Input: str = “10100”, K = 2
Output: 7
Explanation:
1st flip: Flip the character at index 1, the string becomes “11100”.
2nd flip: Flip the character at index 3, the string becomes “11110”.
The weight of the resulting string is 1 + 2 + 2 + 2 + 0 = 7, which is maximum.

Input: str = “100101”, K = 1
Output: 6
Explanation:
1st flip: Flip the character at index 5, the string becomes “100111”.
The weight of the resulting string is 1 + 0 + 0 + 1 + 2 + 2 = 6, which is maximum.

Approach: The weight of character ‘1’ appearing after a ‘1’ is greatest among all characters, so to maximize the sum, try to create as many such 1s possible. The segments of 0s to be flipped to 1 can be prioritized as follows:

  • First priority: Flip all 0s enclosed between two 1s, this would increase the weight of the segment of form 10…01 by (2*(number of 0s enclosed) + 1). If x is greater than or equal to the number of 0s enclosed otherwise by 2*(number of 0s enclosed).
  • Second priority” Flip 0s at the beginning of the string preceding the first occurrence of 1s in the string, this would increase the weight of segment of form 0…01 by 2*(number of flipped 0s).
  • Third priority: Flip 0s at the end of the string succeeding the last occurrence of 1 in the string, this would increase the weight of the segment of form 10…0 by 2*(number of flipped 0s).

Flip the character of the given string as per the above priority to maximize the weight and then find the weight of the resulting string after at most K flips. 

Below is the implementation of this approach:

C++




// C++ program of the above approach
#include <bits/stdc++.h>
using namespace std;
 
// Function to find maximum sum of
// weights of binary string after
// at most K flips
int findMax(string s, int n, int k)

Entries supplied -
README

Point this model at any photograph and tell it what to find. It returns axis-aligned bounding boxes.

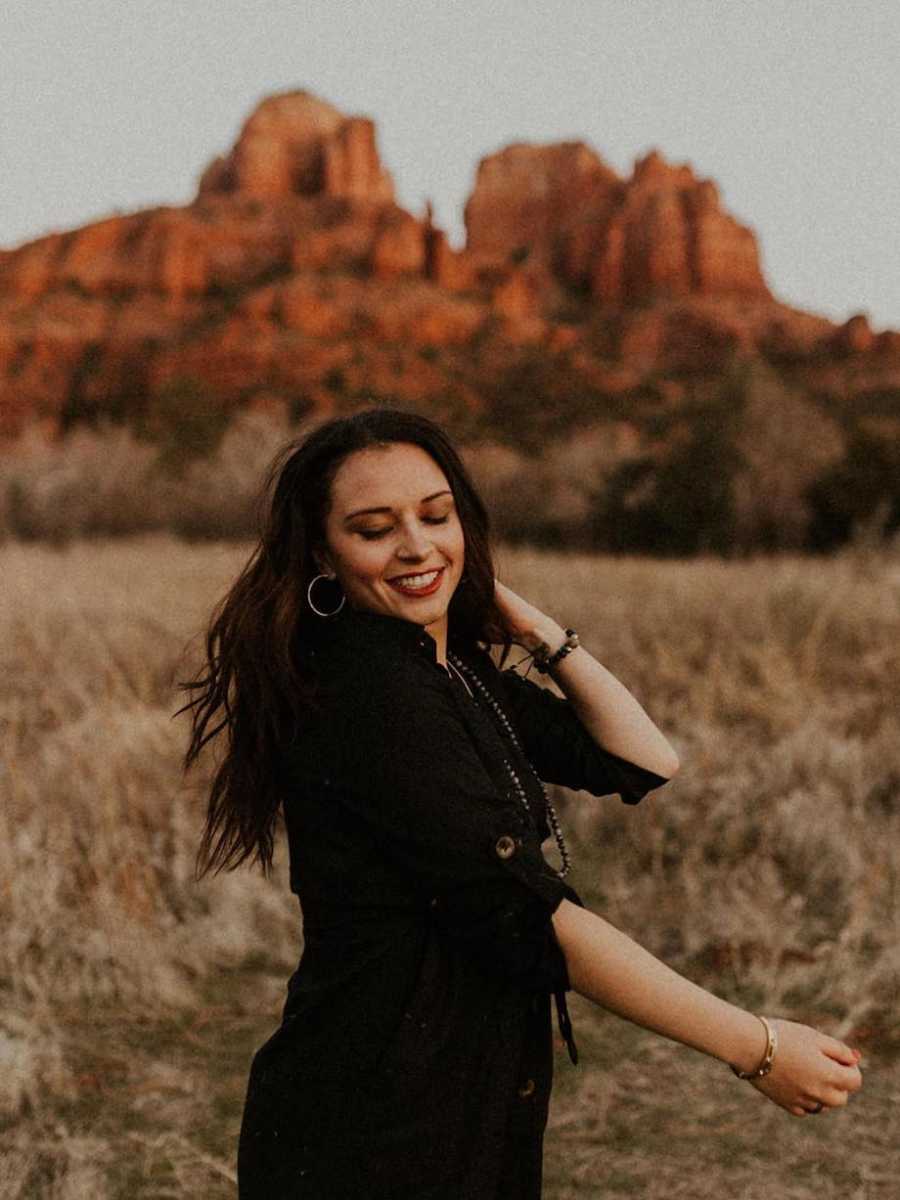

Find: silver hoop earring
[306,575,347,617]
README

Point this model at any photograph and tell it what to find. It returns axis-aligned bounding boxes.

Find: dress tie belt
[553,988,578,1063]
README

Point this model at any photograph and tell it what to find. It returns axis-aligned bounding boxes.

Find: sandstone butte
[0,91,900,448]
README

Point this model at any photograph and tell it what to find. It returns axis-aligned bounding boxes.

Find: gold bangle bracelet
[728,1014,778,1079]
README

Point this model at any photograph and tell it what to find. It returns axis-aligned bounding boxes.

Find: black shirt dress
[238,607,666,1200]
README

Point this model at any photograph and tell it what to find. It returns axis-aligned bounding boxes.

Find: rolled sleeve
[284,662,581,991]
[497,667,668,804]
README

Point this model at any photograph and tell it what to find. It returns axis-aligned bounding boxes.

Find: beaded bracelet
[532,629,581,674]
[728,1013,778,1079]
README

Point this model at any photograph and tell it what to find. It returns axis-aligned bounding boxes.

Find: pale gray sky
[0,0,900,329]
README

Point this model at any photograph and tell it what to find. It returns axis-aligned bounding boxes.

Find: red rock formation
[466,142,769,306]
[0,91,900,438]
[199,91,394,204]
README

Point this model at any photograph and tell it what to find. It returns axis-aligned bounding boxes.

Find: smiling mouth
[388,566,444,596]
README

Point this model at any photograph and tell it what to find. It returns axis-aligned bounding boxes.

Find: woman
[185,409,862,1200]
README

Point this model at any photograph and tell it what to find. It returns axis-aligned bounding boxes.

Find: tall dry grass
[0,535,900,1200]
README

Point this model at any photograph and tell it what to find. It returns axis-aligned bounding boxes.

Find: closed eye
[356,512,450,541]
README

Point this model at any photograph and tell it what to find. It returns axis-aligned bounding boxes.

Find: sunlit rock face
[0,90,900,445]
[466,142,769,305]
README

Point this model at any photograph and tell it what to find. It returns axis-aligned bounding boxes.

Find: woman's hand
[494,580,565,650]
[750,1018,863,1117]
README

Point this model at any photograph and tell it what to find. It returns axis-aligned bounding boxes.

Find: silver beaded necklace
[446,654,571,878]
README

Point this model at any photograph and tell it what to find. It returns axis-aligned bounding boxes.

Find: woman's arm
[552,900,862,1116]
[496,580,681,777]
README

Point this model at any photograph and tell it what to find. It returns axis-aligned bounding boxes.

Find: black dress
[238,608,666,1200]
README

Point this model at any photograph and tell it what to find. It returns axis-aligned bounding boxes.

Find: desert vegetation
[0,540,900,1200]
[0,350,900,558]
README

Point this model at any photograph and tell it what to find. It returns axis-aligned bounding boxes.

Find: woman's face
[319,443,464,650]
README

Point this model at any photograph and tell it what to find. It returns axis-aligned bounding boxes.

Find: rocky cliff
[0,91,900,440]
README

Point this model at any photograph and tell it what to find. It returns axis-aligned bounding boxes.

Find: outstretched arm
[494,580,681,777]
[552,900,863,1116]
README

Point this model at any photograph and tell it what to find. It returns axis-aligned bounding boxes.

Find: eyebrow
[343,487,454,523]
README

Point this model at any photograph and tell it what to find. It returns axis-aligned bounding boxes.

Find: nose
[397,521,431,562]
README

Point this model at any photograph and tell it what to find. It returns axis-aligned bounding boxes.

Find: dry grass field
[0,535,900,1200]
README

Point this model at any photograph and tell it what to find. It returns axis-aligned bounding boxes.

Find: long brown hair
[175,408,511,880]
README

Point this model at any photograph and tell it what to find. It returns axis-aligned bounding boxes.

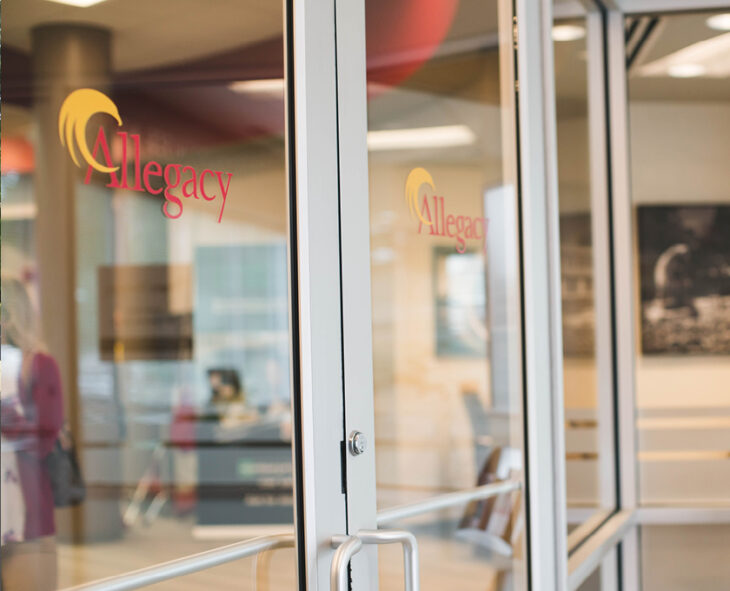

Short task - In the excerpt on maximizing a binary string's weight, what does the string "10100" become after its first flip? Please answer in one sentence. The records are separate material and have nothing to do with the text.

Result - After the first flip, at index 1, the string becomes “11100”.